Exercise: Only one number is wanted here: how many lines of the data hold "field".

++++++++++++++++++++

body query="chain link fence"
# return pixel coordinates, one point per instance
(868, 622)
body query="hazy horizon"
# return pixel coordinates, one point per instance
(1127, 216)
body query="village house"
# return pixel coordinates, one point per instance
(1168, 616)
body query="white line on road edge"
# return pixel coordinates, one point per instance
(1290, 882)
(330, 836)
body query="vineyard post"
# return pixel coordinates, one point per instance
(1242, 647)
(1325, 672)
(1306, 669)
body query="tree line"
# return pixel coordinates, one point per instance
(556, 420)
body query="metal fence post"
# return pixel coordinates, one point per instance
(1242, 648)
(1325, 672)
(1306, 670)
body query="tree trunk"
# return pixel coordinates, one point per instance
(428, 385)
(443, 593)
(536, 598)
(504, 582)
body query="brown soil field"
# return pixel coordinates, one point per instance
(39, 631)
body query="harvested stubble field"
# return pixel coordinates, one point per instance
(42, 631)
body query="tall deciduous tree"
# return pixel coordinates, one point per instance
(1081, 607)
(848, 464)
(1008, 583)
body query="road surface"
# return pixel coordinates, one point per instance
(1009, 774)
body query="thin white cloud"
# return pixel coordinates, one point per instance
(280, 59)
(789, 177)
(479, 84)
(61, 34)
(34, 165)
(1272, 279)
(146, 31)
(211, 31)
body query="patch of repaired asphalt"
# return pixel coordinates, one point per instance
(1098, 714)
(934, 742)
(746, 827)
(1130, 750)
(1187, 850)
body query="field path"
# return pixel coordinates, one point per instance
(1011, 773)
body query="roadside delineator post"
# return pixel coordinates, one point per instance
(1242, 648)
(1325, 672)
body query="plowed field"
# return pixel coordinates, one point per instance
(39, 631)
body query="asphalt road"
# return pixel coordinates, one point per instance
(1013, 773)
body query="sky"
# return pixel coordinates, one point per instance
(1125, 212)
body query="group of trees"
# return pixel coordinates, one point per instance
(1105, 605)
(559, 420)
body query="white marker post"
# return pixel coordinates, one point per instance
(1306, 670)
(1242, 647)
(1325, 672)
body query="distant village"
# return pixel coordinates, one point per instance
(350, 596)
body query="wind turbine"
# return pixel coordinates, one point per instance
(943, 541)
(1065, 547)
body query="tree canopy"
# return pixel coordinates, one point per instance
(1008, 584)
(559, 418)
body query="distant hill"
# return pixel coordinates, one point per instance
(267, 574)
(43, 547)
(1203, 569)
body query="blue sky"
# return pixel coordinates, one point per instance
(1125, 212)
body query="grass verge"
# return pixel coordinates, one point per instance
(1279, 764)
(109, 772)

++++++++++++++++++++

Result of this exercise: 4